## Task objective
Show each line in the records that contains the string "reindeer". Treat uppercase and lowercase letters as different.

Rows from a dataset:
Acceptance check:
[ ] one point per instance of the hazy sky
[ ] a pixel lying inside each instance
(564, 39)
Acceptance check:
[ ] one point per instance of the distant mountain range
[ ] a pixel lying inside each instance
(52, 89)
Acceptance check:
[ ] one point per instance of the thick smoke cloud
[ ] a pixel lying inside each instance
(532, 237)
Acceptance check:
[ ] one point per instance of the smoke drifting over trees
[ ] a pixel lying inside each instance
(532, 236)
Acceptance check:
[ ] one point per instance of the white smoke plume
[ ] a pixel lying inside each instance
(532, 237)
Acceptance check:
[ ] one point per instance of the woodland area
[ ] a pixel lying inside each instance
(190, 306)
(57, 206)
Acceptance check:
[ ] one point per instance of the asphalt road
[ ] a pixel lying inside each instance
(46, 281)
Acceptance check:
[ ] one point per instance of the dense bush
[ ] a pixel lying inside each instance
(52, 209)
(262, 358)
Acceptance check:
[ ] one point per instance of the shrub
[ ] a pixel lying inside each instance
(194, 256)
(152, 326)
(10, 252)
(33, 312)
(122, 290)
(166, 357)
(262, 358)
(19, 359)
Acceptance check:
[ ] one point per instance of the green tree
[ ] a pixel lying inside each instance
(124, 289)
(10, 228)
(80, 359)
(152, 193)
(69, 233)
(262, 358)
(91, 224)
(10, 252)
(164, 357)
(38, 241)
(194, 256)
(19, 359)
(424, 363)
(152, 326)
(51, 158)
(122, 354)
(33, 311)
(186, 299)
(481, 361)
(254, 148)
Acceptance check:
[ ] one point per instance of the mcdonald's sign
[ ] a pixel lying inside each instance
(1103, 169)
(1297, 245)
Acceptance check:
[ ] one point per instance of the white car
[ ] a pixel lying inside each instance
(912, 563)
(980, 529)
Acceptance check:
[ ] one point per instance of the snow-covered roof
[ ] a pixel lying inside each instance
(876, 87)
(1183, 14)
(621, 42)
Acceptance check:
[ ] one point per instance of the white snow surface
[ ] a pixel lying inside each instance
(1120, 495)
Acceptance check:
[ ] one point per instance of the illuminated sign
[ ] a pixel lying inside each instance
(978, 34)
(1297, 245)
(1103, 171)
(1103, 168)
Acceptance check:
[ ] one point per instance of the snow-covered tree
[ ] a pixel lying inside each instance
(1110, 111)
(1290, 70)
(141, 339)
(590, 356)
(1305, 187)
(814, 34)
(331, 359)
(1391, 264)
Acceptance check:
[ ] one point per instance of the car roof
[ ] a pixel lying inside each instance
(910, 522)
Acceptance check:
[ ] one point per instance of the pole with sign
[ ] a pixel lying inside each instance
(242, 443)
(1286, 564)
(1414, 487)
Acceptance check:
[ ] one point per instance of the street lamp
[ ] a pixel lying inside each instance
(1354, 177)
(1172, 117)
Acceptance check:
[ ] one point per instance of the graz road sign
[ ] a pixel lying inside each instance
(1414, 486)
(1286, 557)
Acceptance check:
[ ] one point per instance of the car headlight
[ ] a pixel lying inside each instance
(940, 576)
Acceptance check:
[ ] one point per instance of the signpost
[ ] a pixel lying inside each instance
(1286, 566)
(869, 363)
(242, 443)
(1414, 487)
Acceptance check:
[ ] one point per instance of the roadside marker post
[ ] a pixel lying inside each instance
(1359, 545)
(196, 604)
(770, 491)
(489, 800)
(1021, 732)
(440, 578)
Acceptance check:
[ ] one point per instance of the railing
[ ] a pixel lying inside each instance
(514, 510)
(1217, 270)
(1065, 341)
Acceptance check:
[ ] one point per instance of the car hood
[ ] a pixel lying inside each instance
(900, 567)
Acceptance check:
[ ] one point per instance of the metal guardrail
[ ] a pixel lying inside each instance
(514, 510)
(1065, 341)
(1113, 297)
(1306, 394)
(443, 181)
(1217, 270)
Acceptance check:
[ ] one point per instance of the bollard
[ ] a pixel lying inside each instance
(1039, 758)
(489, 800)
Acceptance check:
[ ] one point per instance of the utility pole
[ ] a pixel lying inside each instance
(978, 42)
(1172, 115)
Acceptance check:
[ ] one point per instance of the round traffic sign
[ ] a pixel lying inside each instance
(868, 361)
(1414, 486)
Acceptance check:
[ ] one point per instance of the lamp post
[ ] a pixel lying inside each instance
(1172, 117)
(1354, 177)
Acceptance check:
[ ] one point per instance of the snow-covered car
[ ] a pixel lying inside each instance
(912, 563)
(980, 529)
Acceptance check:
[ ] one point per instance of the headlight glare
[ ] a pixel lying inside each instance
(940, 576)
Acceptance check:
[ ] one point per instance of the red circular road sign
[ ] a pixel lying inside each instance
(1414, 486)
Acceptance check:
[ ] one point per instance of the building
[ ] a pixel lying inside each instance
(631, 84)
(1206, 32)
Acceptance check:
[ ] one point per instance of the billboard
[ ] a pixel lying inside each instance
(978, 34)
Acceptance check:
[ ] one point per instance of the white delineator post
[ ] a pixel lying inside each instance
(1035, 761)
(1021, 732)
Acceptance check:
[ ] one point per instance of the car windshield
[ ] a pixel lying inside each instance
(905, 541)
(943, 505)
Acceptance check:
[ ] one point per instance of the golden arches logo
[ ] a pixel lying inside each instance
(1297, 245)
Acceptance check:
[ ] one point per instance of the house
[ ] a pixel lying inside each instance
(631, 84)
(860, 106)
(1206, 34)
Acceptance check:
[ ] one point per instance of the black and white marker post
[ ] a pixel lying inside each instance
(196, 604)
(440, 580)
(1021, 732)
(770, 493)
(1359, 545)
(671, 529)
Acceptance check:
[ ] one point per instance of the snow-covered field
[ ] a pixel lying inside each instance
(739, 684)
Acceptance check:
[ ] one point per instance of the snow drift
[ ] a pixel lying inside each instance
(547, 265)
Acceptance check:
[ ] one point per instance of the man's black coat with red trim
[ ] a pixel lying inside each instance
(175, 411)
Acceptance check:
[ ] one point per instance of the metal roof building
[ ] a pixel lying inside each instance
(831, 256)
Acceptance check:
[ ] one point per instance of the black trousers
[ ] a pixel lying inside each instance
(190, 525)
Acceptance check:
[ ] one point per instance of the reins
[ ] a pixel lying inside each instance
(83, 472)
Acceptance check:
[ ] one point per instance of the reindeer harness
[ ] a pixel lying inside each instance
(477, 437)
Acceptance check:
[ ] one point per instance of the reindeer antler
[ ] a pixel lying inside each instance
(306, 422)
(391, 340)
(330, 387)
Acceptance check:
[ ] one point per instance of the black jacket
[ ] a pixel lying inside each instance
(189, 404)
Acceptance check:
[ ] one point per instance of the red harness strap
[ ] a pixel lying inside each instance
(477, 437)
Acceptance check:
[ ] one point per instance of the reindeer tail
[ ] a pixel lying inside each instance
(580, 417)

## Result
[ ] one point per instance of the reindeer harness
[ ] one point per instance of the reindeer antler
[ ] one point per instance of the reindeer tail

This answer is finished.